** CONSIGNES **
- 1) Pourriez-vous reproduire à l'identique, du début à la fin, le passage consacré à l'intervention de Maury sur le clergé ?
- 2) Dans les entrées, pouvez-vous réécrire les lignes situées entre celle qui contient « Where in the photo above can the painted » et celle qui contient « (632, 1226) », toutes deux comprises, en remplaçant « metal » par « steel » sans rien modifier d'autre ? Ne donnez que ces lignes.
++++ TEXTE CITÉ ++++
Ici, Maury rappelle les caresses qu'on faisait au clergé lorsqu'il s'agissait de la fusion des trois ordres, et les fait contraster avec les injures qu'on lui prodigue maintenant.

<< Lorsque vous vintes inviter le clergé, au nom d'un Dieu de paix, à prendre place dans cette Assemblée parmi les représentants de la nation, il ne devait pas s'attendre à s'y voir livré, du haut de cette tribune, au mépris et à la rage des peuples. Nous dirons qu'il y a autant de lâcheté que d'injustice à attaquer des hommes qui ne peuvent opposer aux outrages que la patience, et à la fureur que la résignation. Nous dirons à nos détracteurs que si le tombeau dans lequel ils croient nous avoir ensevelis ne leur paraît pas encore assez profond pour leur répondre de notre anéantissement, ce seront leurs injures, ce seront leurs persécutions qui nous en feront sortir avec gloire, pour reconquérir l'estime et l'intérêt de la nation, et que la pitié publique nous vengera bientôt du mal que nous a fait l'envie. (Mille cris A l'ordre.)
++++ LIGNES ++++
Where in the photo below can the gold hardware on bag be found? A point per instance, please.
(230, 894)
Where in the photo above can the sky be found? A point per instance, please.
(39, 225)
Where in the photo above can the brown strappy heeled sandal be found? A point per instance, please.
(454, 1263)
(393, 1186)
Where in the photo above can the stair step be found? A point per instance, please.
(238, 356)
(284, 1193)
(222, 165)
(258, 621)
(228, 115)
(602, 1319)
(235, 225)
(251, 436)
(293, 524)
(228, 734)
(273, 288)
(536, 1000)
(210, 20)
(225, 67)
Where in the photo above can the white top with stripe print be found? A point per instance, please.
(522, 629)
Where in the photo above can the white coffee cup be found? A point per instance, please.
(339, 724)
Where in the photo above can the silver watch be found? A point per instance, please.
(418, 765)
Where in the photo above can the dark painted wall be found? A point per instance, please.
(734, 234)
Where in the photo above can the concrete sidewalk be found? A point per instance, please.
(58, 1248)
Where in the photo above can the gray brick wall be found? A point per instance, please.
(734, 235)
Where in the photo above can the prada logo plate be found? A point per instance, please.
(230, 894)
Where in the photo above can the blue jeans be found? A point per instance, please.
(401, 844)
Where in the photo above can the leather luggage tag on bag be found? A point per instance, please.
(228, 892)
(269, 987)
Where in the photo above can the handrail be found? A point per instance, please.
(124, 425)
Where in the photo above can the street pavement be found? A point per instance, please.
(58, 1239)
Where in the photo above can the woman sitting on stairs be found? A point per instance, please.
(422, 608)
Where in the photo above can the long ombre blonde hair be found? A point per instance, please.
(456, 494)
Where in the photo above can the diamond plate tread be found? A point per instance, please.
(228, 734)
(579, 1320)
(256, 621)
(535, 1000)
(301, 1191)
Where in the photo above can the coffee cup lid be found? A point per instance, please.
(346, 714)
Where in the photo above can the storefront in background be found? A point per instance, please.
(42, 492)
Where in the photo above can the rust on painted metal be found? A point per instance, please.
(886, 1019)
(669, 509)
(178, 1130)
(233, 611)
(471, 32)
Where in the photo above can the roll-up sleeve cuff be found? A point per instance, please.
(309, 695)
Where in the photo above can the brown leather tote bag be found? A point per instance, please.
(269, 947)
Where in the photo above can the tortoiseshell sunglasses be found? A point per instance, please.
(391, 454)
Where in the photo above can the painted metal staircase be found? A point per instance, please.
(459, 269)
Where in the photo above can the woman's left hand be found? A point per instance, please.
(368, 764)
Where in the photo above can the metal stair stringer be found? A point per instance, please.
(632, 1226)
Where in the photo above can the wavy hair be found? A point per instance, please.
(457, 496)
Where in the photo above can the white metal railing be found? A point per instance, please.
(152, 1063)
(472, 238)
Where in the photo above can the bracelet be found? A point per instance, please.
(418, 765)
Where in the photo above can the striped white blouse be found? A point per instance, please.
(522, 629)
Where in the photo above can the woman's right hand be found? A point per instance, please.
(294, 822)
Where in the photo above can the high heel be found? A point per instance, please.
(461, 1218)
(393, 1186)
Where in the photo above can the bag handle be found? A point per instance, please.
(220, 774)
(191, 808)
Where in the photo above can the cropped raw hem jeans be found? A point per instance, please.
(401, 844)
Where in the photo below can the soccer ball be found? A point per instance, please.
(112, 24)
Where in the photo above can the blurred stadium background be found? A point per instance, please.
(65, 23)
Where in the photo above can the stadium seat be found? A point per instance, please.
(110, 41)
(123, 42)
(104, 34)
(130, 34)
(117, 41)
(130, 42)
++++
** RÉSULTATS **
- 1)
Ici, Maury rappelle les caresses qu'on faisait au clergé lorsqu'il s'agissait de la fusion des trois ordres, et les fait contraster avec les injures qu'on lui prodigue maintenant.

<< Lorsque vous vintes inviter le clergé, au nom d'un Dieu de paix, à prendre place dans cette Assemblée parmi les représentants de la nation, il ne devait pas s'attendre à s'y voir livré, du haut de cette tribune, au mépris et à la rage des peuples. Nous dirons qu'il y a autant de lâcheté que d'injustice à attaquer des hommes qui ne peuvent opposer aux outrages que la patience, et à la fureur que la résignation. Nous dirons à nos détracteurs que si le tombeau dans lequel ils croient nous avoir ensevelis ne leur paraît pas encore assez profond pour leur répondre de notre anéantissement, ce seront leurs injures, ce seront leurs persécutions qui nous en feront sortir avec gloire, pour reconquérir l'estime et l'intérêt de la nation, et que la pitié publique nous vengera bientôt du mal que nous a fait l'envie. (Mille cris A l'ordre.)

- 2)
Where in the photo above can the painted steel staircase be found? A point per instance, please.
(459, 269)
Where in the photo above can the woman's left hand be found? A point per instance, please.
(368, 764)
Where in the photo above can the steel stair stringer be found? A point per instance, please.
(632, 1226)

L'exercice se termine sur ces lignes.